#### [Aim of the exercise]
Copy the data below word for word, from its first line down to and including the line that contains "[(1065, 419)]".
++++++
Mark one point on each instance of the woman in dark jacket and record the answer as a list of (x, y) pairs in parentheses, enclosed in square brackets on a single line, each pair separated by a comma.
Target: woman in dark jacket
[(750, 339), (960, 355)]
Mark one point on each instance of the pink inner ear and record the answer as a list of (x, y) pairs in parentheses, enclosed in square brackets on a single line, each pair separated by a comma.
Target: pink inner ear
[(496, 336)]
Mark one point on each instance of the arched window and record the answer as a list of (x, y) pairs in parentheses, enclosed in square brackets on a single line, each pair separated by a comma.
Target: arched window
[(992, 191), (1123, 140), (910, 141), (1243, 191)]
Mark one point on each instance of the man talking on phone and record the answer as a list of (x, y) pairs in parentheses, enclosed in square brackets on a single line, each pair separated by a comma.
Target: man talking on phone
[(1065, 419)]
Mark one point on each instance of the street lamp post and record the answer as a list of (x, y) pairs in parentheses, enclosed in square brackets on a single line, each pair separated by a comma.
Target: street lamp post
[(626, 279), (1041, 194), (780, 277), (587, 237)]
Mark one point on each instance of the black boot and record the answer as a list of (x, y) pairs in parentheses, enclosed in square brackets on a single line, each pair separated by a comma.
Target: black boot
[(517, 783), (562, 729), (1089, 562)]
++++++
#### [Reply to the exercise]
Mark one point on each instance of the woman in dark jacket and record the answer as a list of (x, y) pairs in parentheses, enclosed in square brackets on a single line, each pair separated by a comma.
Target: woman in dark jacket
[(750, 339), (960, 355)]
Mark one point on each instance of the pink inner ear and record the answer as a list of (x, y) pairs in parentheses, enclosed in square brackets on a single line, each pair separated by a comma.
Target: pink inner ear
[(496, 336)]
Mark one point on each instance of the arched window and record the answer as a list of (x, y) pairs in parentheses, enclosed in square brackets on a single line, each pair separated by a comma.
Target: arched window
[(992, 191), (1123, 140), (910, 141), (1243, 191)]
Mark one point on each instance of the man talking on phone and record the answer as a list of (x, y) pairs in parentheses, enclosed in square brackets on a single line, each pair separated by a comma.
Target: man talking on phone
[(1065, 419)]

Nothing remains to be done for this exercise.